-- Start of EXERCISE INPUT --

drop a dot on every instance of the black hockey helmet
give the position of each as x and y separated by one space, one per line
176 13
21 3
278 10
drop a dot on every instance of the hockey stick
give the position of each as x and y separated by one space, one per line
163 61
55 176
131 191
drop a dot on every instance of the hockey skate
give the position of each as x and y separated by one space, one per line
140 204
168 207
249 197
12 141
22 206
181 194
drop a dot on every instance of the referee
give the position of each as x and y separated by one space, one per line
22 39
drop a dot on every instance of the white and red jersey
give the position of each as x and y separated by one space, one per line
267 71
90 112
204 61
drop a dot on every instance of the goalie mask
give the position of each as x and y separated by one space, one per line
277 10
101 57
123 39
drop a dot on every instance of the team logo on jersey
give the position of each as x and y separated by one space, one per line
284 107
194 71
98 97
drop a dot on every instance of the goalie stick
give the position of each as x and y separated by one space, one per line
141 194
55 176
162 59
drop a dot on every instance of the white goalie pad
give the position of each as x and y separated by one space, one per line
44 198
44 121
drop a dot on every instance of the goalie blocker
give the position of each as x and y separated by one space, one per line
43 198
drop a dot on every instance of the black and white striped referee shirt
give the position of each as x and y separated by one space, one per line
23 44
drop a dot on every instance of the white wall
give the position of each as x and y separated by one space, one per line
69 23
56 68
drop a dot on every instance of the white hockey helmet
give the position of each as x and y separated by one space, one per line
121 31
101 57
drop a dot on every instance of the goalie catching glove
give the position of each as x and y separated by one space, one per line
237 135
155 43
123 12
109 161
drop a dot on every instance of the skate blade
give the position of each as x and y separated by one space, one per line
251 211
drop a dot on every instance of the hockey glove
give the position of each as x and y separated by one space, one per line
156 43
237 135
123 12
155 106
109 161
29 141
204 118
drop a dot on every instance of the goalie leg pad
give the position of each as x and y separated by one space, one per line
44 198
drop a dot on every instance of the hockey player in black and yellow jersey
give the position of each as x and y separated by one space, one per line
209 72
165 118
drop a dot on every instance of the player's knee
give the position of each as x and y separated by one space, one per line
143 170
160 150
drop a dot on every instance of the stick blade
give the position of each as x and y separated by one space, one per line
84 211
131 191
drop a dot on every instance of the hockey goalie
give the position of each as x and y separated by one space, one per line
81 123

-- End of EXERCISE INPUT --
-- Start of EXERCISE INPUT --

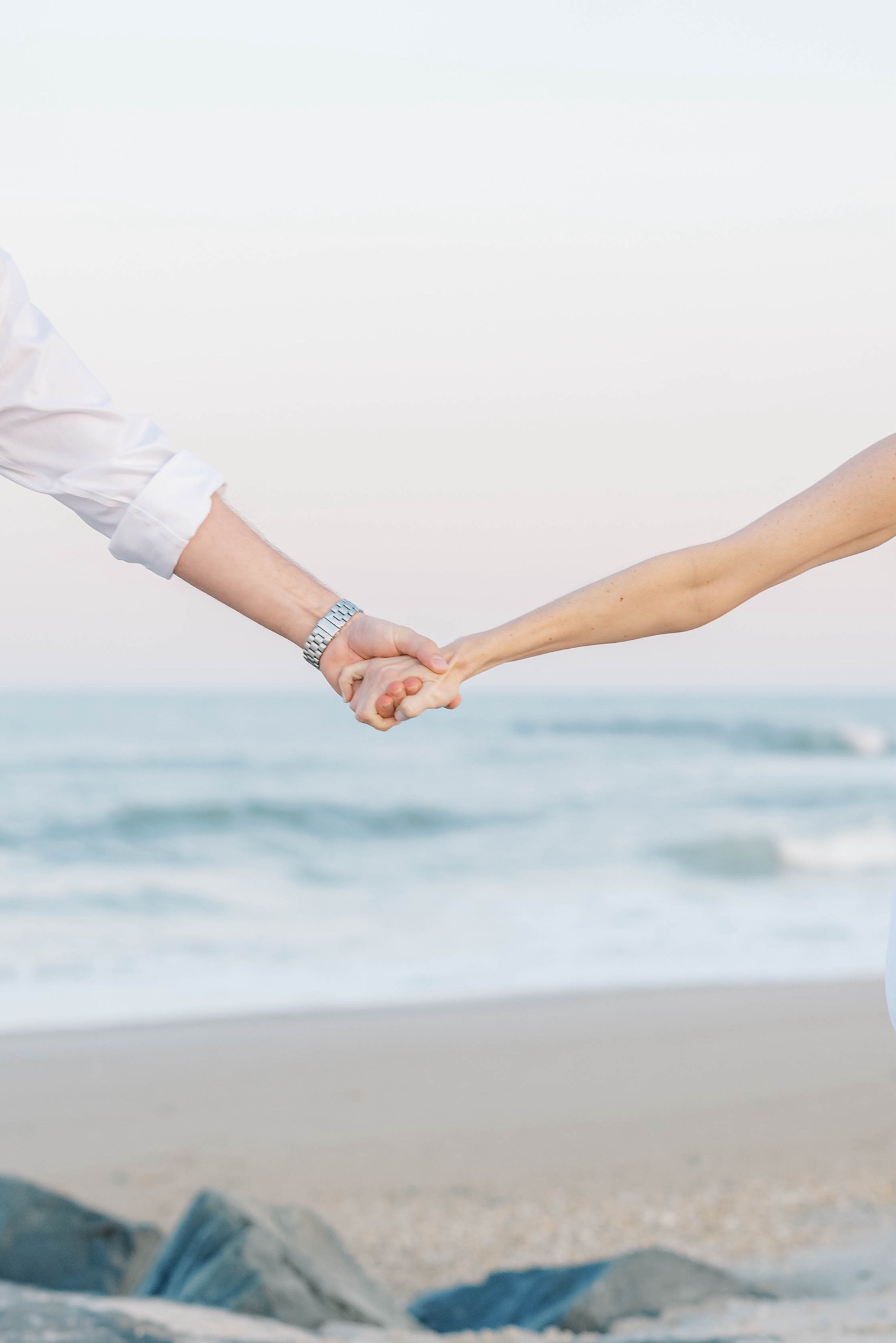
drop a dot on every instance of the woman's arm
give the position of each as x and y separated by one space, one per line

-- End of EXERCISE INPUT --

From the lines above, copy each one that contains the string "goalie". Uppercase and lowercase letters must match.

### THE OUTPUT
drop a dot on every instance of the goalie mask
drop a dot on every instance of the goalie stick
drop a dot on every instance of the white goalie pad
drop a dot on every instance of the goalie blocker
drop a dot on every instance of the goalie catching glove
drop a dot on every instance of the goalie leg pad
drop a dot on every instance of the hockey goalie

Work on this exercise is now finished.